▶ **Wat nodig is**
Citeer alstublieft de volledige leestekst over geluidhinder en huisvestingsystemen woord voor woord.

▶ **Leestekst**
....................

200804185/1, moet er ten aanzien van een huisvestingsysteem dat voldoet aan de daaraan in het Besluit ammoniakemissie huisvesting veehouderij (hierna: het Besluit huisvesting) gestelde eisen van worden uitgegaan, dat dit huisvestingsysteem een van de voor de inrichting in aanmerking komende beste beschikbare technieken is.
2.4. [appellanten] voeren aan dat bij de beoordeling van de geluidhinder vanwege het in werking zijn van de inrichting ten onrechte geen rekening is gehouden met cumulatie vanwege twee in de omgeving van de inrichting gelegen agrarische bedrijven. Voorts is volgens hen ten onrechte geen akoestisch onderzoek uitgevoerd.

....................

Gegevensrecords:
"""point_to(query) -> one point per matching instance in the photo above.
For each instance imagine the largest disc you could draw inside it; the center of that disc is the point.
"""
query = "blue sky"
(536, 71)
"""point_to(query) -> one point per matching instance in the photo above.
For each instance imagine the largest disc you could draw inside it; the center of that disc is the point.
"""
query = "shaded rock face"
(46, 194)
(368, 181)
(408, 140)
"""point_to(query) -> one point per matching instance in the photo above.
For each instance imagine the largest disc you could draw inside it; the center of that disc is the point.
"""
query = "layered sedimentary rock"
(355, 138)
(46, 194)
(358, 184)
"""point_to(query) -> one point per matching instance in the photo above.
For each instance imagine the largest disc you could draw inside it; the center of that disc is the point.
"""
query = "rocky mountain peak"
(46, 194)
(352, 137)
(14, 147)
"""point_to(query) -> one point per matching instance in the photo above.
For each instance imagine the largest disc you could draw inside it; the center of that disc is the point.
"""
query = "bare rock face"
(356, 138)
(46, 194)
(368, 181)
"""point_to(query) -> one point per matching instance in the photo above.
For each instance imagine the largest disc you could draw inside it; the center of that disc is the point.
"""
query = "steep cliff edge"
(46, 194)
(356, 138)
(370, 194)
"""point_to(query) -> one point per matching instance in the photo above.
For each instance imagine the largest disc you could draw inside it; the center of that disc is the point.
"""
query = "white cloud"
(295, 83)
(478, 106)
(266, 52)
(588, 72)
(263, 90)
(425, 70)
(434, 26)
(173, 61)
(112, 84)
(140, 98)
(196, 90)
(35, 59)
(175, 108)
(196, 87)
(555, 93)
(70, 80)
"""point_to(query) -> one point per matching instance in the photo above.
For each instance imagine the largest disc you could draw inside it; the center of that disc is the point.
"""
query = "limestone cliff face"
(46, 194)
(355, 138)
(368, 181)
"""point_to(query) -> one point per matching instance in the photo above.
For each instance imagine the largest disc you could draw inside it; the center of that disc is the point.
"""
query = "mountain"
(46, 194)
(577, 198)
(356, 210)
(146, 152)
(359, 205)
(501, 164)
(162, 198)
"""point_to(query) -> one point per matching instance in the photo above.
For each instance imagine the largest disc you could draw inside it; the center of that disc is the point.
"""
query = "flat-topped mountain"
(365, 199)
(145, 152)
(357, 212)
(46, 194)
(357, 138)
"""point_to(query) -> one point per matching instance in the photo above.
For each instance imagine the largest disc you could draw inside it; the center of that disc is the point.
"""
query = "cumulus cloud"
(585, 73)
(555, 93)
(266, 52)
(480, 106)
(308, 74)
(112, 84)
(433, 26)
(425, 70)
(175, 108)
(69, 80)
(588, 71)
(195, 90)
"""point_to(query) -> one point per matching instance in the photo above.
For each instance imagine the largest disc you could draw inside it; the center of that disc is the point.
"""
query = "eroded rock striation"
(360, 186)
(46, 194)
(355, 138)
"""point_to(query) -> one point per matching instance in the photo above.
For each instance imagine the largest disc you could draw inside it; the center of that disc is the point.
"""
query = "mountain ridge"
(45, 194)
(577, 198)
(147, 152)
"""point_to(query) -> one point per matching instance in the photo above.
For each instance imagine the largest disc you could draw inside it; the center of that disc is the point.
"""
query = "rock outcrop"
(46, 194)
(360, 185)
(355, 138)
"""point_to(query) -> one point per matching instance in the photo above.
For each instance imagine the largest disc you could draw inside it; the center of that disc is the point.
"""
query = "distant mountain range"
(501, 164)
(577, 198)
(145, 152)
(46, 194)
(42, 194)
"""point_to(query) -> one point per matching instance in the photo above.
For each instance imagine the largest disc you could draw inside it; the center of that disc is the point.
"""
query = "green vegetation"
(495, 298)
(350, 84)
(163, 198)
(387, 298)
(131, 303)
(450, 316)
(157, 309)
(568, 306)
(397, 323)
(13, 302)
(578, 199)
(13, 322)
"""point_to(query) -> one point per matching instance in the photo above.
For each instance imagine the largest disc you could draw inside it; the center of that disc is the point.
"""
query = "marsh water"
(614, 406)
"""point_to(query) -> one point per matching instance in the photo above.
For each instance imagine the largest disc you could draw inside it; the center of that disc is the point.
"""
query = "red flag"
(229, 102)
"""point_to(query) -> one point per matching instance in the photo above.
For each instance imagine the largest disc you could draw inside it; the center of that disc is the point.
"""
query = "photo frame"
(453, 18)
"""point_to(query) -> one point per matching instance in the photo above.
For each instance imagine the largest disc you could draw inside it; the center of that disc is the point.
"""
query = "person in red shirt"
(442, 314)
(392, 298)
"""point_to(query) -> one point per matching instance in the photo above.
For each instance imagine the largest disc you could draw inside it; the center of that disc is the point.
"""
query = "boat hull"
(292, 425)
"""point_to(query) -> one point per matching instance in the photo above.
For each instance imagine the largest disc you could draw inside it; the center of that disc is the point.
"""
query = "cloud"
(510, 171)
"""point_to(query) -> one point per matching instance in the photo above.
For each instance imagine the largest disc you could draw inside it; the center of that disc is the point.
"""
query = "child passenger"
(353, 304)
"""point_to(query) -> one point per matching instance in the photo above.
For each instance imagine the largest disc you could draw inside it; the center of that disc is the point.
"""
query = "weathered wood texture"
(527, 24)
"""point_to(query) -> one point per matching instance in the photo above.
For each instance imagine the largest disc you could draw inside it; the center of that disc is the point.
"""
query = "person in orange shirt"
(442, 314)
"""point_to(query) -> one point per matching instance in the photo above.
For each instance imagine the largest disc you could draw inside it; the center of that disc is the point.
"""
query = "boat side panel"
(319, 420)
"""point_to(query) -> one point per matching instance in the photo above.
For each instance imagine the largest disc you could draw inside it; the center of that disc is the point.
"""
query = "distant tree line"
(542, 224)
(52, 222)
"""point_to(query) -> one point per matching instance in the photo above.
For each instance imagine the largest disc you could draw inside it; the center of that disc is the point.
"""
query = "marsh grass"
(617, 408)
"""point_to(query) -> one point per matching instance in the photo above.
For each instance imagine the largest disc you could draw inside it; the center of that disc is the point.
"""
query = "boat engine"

....................

▶ **Resultaat**
200804185/1, moet er ten aanzien van een huisvestingsysteem dat voldoet aan de daaraan in het Besluit ammoniakemissie huisvesting veehouderij (hierna: het Besluit huisvesting) gestelde eisen van worden uitgegaan, dat dit huisvestingsysteem een van de voor de inrichting in aanmerking komende beste beschikbare technieken is.
2.4. [appellanten] voeren aan dat bij de beoordeling van de geluidhinder vanwege het in werking zijn van de inrichting ten onrechte geen rekening is gehouden met cumulatie vanwege twee in de omgeving van de inrichting gelegen agrarische bedrijven. Voorts is volgens hen ten onrechte geen akoestisch onderzoek uitgevoerd.